§ **Short exercise**:
Copy out all the entries below with "rectangle" substituted for every "bounding box" and nothing else changed. Leave the pictures out.

Rows from a box labeling dataset
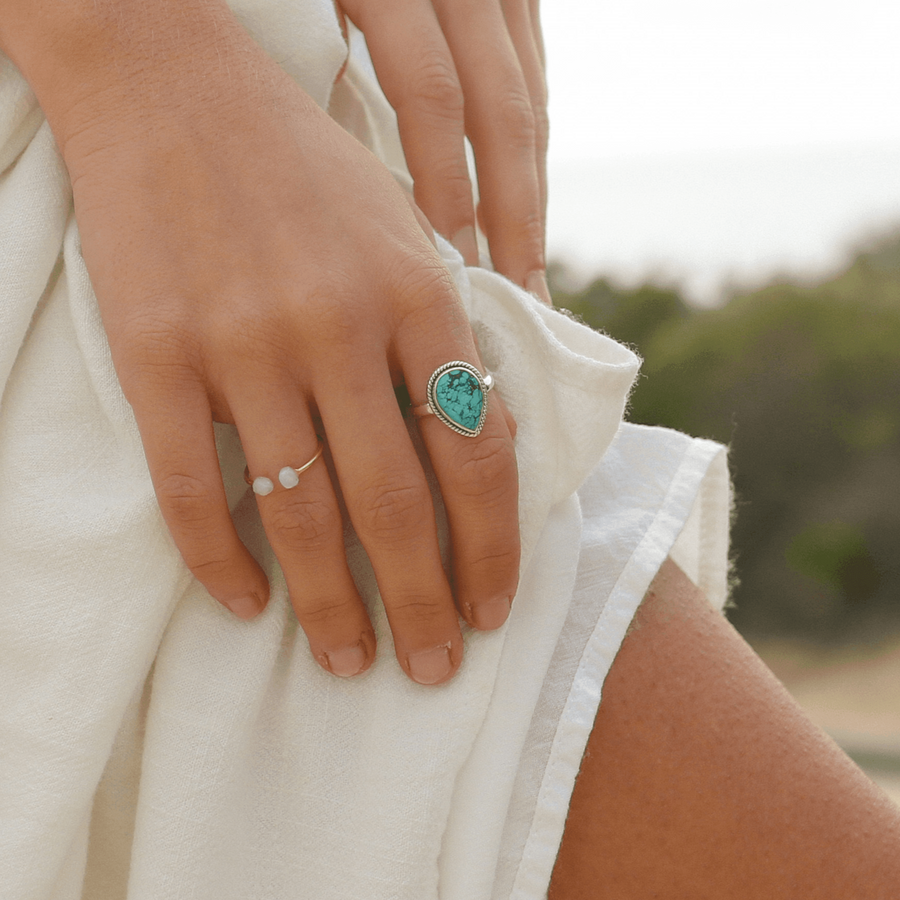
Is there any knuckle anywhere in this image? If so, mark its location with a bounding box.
[269,492,340,553]
[495,91,537,147]
[454,437,517,505]
[390,595,447,631]
[156,472,212,526]
[411,51,465,122]
[296,597,356,632]
[182,548,232,585]
[357,480,430,544]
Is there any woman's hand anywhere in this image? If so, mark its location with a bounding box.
[339,0,551,304]
[0,0,519,684]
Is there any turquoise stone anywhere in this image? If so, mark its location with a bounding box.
[434,369,484,431]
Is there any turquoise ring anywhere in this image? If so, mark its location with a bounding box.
[412,359,494,437]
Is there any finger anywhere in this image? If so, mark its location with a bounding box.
[232,383,375,677]
[344,0,478,265]
[435,0,549,296]
[129,376,269,619]
[398,329,519,629]
[316,358,463,684]
[502,0,550,256]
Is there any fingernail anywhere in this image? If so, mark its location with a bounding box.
[472,597,512,631]
[450,225,478,266]
[225,594,262,619]
[525,269,553,306]
[325,643,366,678]
[407,644,452,684]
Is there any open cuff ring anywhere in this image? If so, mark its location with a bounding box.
[244,438,325,497]
[412,359,494,437]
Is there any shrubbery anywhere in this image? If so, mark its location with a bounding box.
[555,229,900,640]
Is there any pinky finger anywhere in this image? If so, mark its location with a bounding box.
[132,385,269,619]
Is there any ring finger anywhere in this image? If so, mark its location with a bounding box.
[234,385,375,677]
[317,358,463,684]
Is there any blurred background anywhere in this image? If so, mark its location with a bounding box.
[542,0,900,802]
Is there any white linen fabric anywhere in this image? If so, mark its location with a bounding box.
[0,0,729,900]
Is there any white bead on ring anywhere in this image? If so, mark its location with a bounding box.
[244,438,325,497]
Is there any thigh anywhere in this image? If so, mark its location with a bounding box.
[549,561,900,900]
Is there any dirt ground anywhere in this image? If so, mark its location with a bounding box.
[754,637,900,805]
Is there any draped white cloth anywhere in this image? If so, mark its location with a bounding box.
[0,0,729,900]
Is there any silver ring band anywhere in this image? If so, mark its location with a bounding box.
[244,438,325,497]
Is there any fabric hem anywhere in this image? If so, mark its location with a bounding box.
[510,440,724,900]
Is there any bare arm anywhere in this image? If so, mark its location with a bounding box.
[549,561,900,900]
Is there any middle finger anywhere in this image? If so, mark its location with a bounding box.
[316,357,463,684]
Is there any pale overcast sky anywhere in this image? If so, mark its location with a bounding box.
[542,0,900,161]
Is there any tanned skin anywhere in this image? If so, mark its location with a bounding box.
[549,560,900,900]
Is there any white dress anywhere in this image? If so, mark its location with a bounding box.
[0,0,729,900]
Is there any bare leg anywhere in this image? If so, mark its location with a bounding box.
[549,560,900,900]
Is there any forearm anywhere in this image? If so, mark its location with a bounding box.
[0,0,252,155]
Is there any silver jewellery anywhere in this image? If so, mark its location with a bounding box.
[244,438,325,497]
[412,359,494,437]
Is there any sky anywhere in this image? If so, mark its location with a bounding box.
[541,0,900,304]
[541,0,900,161]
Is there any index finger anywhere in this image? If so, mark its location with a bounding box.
[435,0,549,300]
[343,0,478,265]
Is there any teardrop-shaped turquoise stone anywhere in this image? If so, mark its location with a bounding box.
[434,369,484,431]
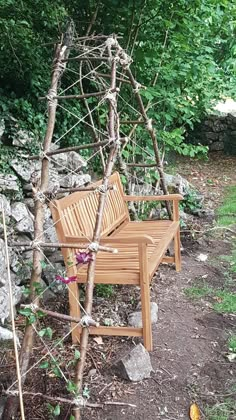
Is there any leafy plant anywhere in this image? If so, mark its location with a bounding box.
[95,284,114,298]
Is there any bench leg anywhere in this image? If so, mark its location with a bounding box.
[66,265,81,344]
[174,228,181,271]
[139,244,152,351]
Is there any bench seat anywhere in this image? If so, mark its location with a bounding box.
[50,172,182,351]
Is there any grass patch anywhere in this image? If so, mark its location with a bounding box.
[205,399,236,420]
[228,335,236,353]
[216,186,236,226]
[184,285,213,299]
[213,290,236,313]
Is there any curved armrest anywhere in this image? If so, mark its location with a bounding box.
[124,194,183,201]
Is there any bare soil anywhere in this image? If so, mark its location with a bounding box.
[0,154,236,420]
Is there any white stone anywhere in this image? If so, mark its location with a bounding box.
[12,130,34,147]
[60,174,91,188]
[0,327,20,347]
[128,302,158,328]
[0,194,11,217]
[0,174,20,192]
[114,344,153,382]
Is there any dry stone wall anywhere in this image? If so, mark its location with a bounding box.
[187,114,236,156]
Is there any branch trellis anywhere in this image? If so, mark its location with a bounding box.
[4,27,171,420]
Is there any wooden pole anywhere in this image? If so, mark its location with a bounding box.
[73,44,120,420]
[3,27,71,420]
[122,65,172,219]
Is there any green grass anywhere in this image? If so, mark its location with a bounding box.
[213,290,236,313]
[228,335,236,353]
[216,186,236,226]
[184,285,213,299]
[205,399,236,420]
[184,284,236,313]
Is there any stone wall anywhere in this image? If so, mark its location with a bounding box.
[0,125,91,345]
[188,114,236,155]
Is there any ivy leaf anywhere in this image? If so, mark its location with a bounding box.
[74,349,80,360]
[39,360,49,369]
[53,404,61,416]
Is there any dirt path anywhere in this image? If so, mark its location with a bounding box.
[0,150,236,420]
[85,155,236,420]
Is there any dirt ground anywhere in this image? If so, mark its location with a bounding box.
[0,154,236,420]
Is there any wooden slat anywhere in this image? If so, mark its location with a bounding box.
[51,173,182,350]
[76,326,143,337]
[124,194,183,201]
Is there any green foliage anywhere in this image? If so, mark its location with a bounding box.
[0,0,236,158]
[228,335,236,353]
[47,404,61,417]
[180,190,202,214]
[205,399,236,420]
[216,186,236,226]
[95,284,114,298]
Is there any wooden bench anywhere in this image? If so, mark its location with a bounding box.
[51,172,182,351]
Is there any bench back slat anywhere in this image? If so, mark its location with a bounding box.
[51,172,129,240]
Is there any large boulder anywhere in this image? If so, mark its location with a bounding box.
[114,344,153,382]
[52,151,86,172]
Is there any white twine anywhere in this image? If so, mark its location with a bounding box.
[145,118,152,131]
[88,242,99,252]
[1,204,25,420]
[104,37,118,48]
[133,82,142,93]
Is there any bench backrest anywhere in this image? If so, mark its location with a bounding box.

§ **Written response**:
Is there any knuckle anywhere in this image? If so, mark its location with a rectangle.
[269,492,340,553]
[495,91,537,147]
[454,437,517,505]
[390,595,447,631]
[156,472,212,526]
[411,51,465,122]
[296,597,356,632]
[182,548,232,585]
[357,480,430,544]
Is there any woman's hand anywhere in this image? If so, mark its location with a rectangle.
[339,0,551,304]
[0,0,519,684]
Is there any turquoise stone anywhere in this image? If so, mark its location with a rectangle.
[434,369,484,431]
Is there any turquoise ring anywhere in this image? If so, mark its location with a rectangle.
[412,359,494,437]
Is there any finger anywhere in this image? If so, mark its location with a rectangle.
[232,383,375,677]
[344,0,478,265]
[435,0,549,296]
[129,376,269,619]
[398,329,519,629]
[316,358,463,684]
[502,0,550,256]
Is there any fingernail anywhere in this image? If so, mark its location with a rectangle.
[472,597,512,631]
[450,225,478,266]
[225,594,262,619]
[525,269,553,306]
[325,643,366,678]
[407,644,452,684]
Is there any open cuff ring anywhere in this image? If so, mark its location with a rectangle.
[244,438,325,497]
[412,359,494,437]
Is there any shrubbery anywhere in this image? If so, mark its location with a rectangle.
[555,229,900,640]
Is there any pinky finger anywhere in this image? If so, mark its location with a rectangle.
[132,385,269,619]
Is there any ring finger anywhere in this image? If so, mark its location with a rectangle.
[234,385,375,677]
[317,358,463,684]
Is there any blurred background anywhere in this image? If so, mark its location with a rectangle.
[542,0,900,802]
Is there any white linen fabric anywhere in this image? If so, mark its location with a rectangle.
[0,0,729,900]
Is there any white bead on ring anywhere in this image? If so, mark its location with a rectangle.
[244,438,325,497]
Is there any thigh anywhere in this image? If so, mark its location with a rectangle.
[549,561,900,900]
Is there any dirt ground anywhere in this image? If so, mark its location with a rectangle.
[754,637,900,805]
Is there any draped white cloth anywhere in this image? If so, mark its location with a rectangle.
[0,0,729,900]
Is there any silver ring band anywhere in this image? If so, mark its location with a rectangle.
[244,438,325,497]
Is there any fabric hem anywhere in this image? If so, mark its location with a rectangle.
[510,440,724,900]
Is there any bare arm anywhere in this image? If so, mark its location with a rectangle.
[549,561,900,900]
Is there any middle finger anywhere in this image? If so, mark its location with a rectangle.
[316,357,463,684]
Is there any pale overcast sky anywhere in this image? If so, mark its location with a rectangle.
[542,0,900,161]
Is there any tanned skin anywhere in this image? If so, mark its location with a rectangle.
[549,560,900,900]
Is there any white dress anywhere in this image? If so, mark its location with a rectangle.
[0,0,729,900]
Is there any bare leg anywhere in this image? If so, mark its location with a rectangle.
[549,560,900,900]
Is there any forearm anywhere in this image? If so, mark its location with a rectangle.
[0,0,252,155]
Is there any silver jewellery anywhere in this image? If so, mark its location with a rectangle.
[244,438,325,497]
[412,359,494,437]
Is there any sky anywhere in this image? If so, mark its location with a rectangle.
[541,0,900,304]
[541,0,900,161]
Is there any index finger anywhere in this image? If so, mark its location with a rectangle.
[435,0,549,300]
[343,0,478,265]
Is there any teardrop-shaped turquoise stone anywhere in this image? If so, mark its location with a rectangle.
[434,369,484,431]
Is there any leafy plant anywhere in this image? If so, mark its location with a rectangle.
[95,284,114,298]
Is there any bench leg anywhere in this image? If so, mark its location with a rectangle.
[66,265,81,344]
[174,228,181,271]
[139,244,152,351]
Is there any bench seat anywhere in this image? If so, mark its location with a rectangle.
[50,172,182,351]
Is there any grass patch anywhere in this image? If so, mark its location with a rectangle.
[205,399,236,420]
[228,335,236,353]
[216,186,236,226]
[184,285,213,299]
[213,290,236,313]
Is there any curved armrest anywhere in this image? If so, mark its location with a rectangle.
[124,194,183,201]
Is there any bare soil anywhere in this image? If so, mark its location with a rectangle.
[0,154,236,420]
Is there any white stone anywhere in this image? If so, mark its location with a rectangle.
[12,130,34,147]
[60,174,91,188]
[0,327,20,347]
[128,302,158,328]
[0,194,11,217]
[0,174,20,192]
[114,344,153,382]
Is there any dry stone wall anywhere in this image? If so, mark its location with a rectangle.
[187,114,236,156]
Is there any branch trellis anywhere in this image? If so, mark its location with a rectangle.
[4,27,171,420]
Is there any wooden pole anywhere in this image? If so, mark its location with a rectangle.
[73,44,120,420]
[3,27,71,420]
[122,65,172,219]
Is there any green grass anywhere in this image? If so, mark its location with a rectangle.
[213,290,236,313]
[228,335,236,353]
[216,186,236,226]
[184,285,213,299]
[205,399,236,420]
[184,284,236,313]
Is there any stone wall anywhere in this image? If so, mark its location with a rectangle.
[0,125,91,345]
[188,114,236,155]
Is there any ivy leaf anywhere in this image? If so, mark its location with a rectangle.
[74,349,80,360]
[39,360,49,369]
[53,404,61,416]
Is there any dirt path anywhere in this image? If so, mark its location with a rectangle.
[0,150,236,420]
[85,155,236,420]
Is there any dirt ground anywhere in this image? If so, mark its location with a rectangle.
[0,154,236,420]
Is there any wooden slat anywhere in this image? If so, mark its location with a rectangle.
[51,173,182,350]
[76,326,143,337]
[124,194,183,201]
Is there any green foliage anywhere in this image? If so, mark its location with a rectangle.
[0,0,236,158]
[228,335,236,353]
[47,404,61,417]
[180,190,202,214]
[205,399,236,420]
[216,186,236,226]
[95,284,114,298]
Is there any wooden bench anywhere in this image? If so, mark its location with a rectangle.
[51,172,182,351]
Is there any bench back slat anywhere in this image? If so, mark its location with a rectangle.
[51,172,129,240]
Is there any large boulder anywhere in this image? If so, mark its location with a rectangle.
[114,344,153,382]
[52,151,86,172]
Is there any white twine anywhere in this image? If so, mark its location with a rectangle.
[145,118,152,131]
[88,242,99,252]
[1,204,25,420]
[104,37,118,48]
[133,82,142,93]
Is there any bench backrest anywhere in this image? If so, mark its location with a rectangle.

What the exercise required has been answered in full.